WRITTEN REQUEST |
Pick out every line in the items below that contains the word "highway", and copy each of those lines.
══════════════════════════════
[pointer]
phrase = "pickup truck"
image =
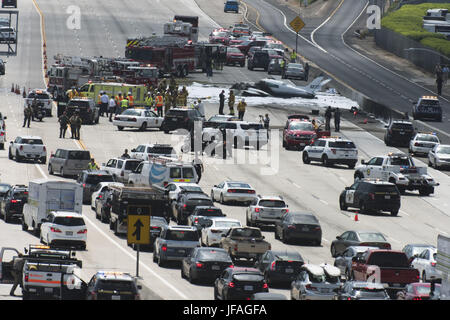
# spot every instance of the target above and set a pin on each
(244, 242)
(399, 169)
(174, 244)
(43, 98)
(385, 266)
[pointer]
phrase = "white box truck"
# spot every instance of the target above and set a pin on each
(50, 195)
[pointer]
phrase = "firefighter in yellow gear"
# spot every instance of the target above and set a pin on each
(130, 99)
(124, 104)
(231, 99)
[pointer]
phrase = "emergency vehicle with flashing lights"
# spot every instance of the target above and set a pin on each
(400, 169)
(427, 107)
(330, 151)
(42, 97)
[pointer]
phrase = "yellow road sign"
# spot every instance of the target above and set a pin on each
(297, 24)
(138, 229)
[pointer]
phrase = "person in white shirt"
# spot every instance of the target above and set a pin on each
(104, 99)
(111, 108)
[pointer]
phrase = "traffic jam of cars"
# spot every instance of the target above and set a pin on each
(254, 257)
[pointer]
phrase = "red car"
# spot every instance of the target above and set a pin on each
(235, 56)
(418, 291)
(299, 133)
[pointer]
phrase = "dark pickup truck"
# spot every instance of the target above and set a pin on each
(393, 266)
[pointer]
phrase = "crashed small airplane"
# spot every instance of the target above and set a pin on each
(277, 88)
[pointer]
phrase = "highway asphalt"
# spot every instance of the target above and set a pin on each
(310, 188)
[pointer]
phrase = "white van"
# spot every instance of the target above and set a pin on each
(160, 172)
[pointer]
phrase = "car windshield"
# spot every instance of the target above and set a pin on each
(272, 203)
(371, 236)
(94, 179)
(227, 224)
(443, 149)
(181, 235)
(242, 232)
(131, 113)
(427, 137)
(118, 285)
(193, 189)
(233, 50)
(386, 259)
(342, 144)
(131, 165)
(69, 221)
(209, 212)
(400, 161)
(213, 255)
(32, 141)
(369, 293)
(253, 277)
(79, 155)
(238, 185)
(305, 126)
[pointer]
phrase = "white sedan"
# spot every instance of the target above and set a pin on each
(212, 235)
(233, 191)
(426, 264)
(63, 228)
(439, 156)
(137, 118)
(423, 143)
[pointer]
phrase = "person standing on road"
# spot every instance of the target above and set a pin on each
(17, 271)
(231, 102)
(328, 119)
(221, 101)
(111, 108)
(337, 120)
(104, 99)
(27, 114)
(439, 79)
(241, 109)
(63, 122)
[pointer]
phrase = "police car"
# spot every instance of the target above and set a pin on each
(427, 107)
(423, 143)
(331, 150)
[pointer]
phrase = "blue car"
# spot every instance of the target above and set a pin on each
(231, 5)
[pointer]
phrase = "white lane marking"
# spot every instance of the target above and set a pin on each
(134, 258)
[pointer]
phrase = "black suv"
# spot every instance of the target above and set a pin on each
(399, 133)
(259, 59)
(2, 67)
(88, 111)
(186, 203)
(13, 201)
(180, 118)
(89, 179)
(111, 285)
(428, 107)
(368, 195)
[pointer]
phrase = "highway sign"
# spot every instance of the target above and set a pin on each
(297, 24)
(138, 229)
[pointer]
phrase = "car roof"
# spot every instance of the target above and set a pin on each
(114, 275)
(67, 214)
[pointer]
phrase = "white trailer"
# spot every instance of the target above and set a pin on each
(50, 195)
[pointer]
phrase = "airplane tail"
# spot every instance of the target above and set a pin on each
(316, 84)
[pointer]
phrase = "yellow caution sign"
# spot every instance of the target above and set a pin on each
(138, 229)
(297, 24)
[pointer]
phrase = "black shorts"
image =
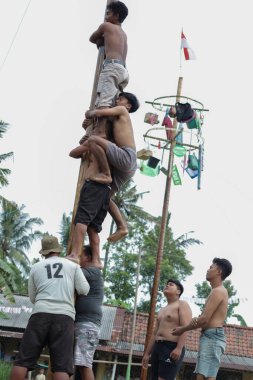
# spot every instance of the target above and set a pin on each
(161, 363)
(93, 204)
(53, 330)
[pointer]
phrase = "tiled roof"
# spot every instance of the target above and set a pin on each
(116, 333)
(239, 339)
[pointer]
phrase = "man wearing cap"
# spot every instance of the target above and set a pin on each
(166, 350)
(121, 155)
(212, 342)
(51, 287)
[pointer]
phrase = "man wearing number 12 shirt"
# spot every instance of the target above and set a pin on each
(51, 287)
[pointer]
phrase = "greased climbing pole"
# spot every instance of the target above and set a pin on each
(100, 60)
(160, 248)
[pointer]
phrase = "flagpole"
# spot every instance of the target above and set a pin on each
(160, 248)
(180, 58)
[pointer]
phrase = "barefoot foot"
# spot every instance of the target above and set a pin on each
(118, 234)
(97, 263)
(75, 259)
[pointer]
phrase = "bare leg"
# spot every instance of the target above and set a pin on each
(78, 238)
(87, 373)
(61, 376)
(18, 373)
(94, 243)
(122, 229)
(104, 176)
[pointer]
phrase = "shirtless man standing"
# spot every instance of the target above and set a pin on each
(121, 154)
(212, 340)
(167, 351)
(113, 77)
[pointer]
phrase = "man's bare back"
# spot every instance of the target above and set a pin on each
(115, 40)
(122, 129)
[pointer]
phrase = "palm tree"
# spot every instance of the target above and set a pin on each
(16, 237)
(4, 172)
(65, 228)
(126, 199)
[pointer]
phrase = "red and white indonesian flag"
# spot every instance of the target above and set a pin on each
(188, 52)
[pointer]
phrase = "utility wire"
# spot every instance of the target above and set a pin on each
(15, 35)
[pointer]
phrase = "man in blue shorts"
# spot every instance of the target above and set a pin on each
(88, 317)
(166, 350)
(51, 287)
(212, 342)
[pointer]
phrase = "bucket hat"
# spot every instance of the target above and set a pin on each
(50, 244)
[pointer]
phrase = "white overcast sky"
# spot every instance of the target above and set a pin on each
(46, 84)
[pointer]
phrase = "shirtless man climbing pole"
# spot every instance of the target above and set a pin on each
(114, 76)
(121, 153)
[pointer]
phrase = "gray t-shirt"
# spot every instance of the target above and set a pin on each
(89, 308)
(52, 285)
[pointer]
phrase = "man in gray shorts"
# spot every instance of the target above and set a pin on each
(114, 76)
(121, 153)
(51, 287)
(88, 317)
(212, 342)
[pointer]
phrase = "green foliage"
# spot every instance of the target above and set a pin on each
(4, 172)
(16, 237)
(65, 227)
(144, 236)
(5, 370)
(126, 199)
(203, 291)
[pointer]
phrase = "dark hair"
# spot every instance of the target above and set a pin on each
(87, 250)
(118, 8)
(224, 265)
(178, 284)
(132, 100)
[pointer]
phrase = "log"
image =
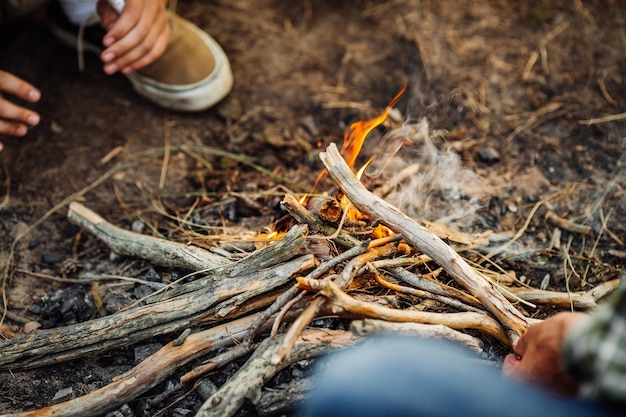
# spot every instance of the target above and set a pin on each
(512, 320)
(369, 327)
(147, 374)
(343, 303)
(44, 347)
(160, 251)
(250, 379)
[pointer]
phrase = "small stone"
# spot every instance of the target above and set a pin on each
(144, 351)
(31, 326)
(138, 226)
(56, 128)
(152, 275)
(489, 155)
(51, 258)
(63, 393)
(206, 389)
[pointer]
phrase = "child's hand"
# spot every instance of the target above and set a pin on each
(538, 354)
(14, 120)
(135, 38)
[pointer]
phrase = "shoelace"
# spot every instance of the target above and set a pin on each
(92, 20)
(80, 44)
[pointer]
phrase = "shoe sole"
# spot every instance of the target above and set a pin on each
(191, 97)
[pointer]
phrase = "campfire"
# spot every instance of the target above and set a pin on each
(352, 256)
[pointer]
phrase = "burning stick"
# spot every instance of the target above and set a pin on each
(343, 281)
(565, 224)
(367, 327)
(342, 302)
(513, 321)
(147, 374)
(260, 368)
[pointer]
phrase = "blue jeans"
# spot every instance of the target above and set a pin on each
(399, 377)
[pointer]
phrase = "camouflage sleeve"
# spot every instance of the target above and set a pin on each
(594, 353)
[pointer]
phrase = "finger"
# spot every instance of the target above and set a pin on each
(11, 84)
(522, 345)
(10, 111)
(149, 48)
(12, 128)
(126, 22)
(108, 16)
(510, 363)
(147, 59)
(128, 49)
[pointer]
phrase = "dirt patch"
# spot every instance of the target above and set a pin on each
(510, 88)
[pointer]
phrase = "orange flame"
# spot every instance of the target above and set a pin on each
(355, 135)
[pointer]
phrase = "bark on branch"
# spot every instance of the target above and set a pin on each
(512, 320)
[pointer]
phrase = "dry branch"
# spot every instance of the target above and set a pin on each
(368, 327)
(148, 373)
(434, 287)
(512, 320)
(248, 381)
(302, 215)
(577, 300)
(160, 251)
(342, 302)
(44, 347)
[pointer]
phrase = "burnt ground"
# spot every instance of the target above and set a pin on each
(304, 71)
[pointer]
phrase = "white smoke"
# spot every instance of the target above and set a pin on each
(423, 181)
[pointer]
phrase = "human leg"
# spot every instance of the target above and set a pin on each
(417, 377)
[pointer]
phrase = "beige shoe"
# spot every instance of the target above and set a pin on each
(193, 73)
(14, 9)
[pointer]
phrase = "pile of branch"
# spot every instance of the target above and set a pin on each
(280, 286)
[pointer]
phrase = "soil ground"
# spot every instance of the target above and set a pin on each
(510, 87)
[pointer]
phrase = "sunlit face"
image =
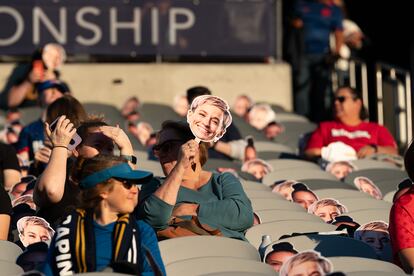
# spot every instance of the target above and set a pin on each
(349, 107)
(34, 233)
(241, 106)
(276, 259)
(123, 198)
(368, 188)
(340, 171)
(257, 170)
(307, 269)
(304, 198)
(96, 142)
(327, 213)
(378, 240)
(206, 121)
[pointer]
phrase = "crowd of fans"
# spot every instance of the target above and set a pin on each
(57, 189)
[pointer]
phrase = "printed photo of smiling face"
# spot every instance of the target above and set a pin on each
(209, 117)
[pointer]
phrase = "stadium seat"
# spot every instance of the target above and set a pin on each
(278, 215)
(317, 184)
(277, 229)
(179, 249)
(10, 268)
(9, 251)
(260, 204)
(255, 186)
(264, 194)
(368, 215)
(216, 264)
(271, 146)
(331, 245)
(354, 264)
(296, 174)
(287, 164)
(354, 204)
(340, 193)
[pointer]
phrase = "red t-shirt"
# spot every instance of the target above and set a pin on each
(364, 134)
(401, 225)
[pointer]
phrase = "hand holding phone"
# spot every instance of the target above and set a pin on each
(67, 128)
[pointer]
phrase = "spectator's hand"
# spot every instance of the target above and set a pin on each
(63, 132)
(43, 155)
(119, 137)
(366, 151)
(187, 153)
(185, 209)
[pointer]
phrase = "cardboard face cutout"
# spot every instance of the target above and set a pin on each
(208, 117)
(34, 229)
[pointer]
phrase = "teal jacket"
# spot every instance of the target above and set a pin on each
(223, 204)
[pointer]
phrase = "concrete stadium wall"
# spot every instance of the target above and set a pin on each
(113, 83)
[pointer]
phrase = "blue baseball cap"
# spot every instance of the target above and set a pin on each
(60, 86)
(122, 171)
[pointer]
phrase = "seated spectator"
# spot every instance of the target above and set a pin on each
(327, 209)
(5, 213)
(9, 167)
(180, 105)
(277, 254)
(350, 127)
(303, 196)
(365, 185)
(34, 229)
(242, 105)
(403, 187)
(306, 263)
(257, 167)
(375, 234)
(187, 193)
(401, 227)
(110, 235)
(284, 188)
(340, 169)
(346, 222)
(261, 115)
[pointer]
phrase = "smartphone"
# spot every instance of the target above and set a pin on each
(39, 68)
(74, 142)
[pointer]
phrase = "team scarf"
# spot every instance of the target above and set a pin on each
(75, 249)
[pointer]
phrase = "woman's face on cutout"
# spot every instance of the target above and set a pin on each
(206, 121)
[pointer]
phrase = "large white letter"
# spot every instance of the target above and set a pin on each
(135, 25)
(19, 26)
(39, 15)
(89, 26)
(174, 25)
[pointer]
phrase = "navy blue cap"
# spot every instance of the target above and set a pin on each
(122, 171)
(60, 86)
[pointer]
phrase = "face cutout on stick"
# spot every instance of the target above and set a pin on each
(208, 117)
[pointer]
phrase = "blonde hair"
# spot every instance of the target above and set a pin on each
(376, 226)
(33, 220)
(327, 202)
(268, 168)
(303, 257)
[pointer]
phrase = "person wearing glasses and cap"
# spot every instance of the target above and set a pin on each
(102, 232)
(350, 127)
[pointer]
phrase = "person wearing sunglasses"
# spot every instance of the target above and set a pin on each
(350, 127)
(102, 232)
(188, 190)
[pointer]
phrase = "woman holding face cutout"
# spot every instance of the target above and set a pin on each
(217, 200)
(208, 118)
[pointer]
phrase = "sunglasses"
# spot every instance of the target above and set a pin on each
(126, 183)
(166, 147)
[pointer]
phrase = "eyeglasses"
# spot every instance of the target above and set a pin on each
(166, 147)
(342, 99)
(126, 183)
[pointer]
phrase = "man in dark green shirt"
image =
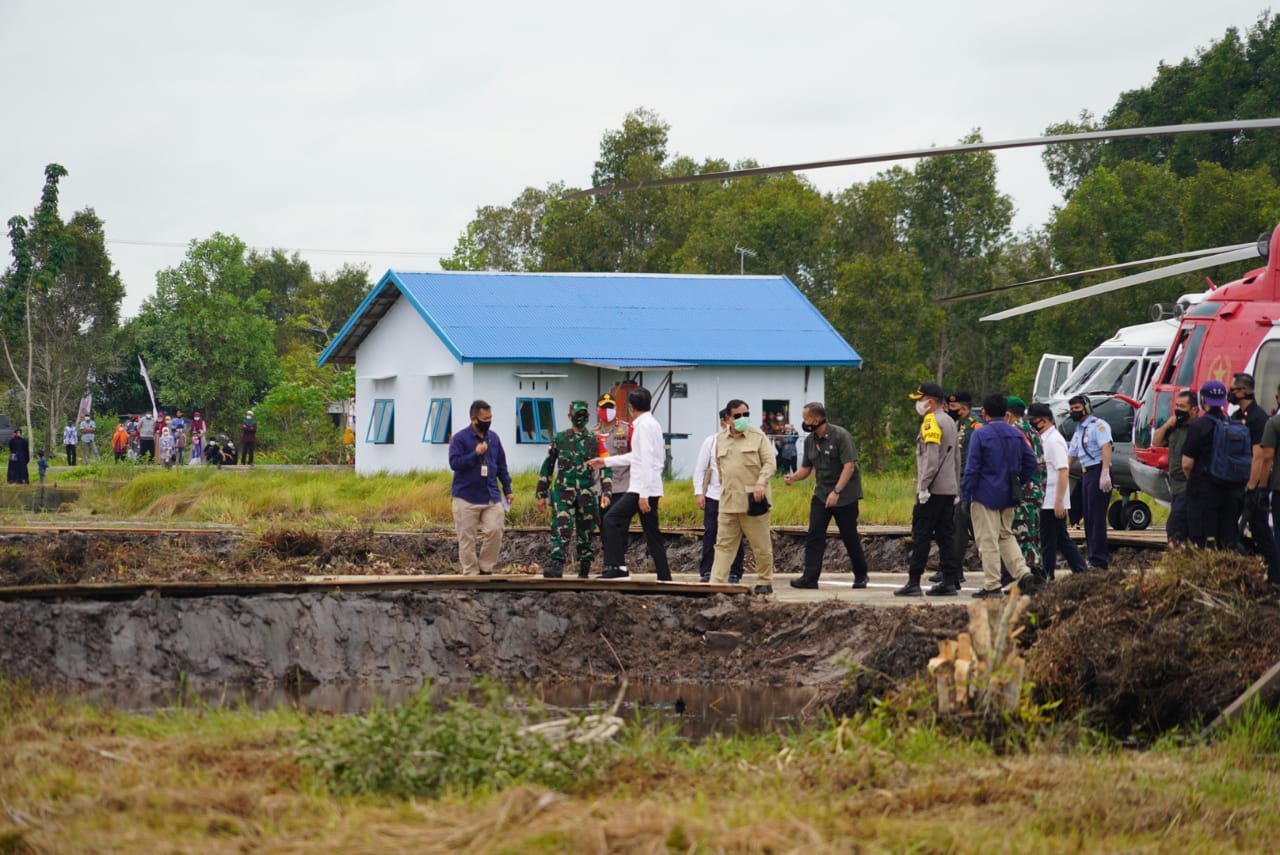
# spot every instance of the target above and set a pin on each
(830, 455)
══════════════════════════════
IN RESPONSE |
phrase = "highway asphalt"
phrase = "highway sign"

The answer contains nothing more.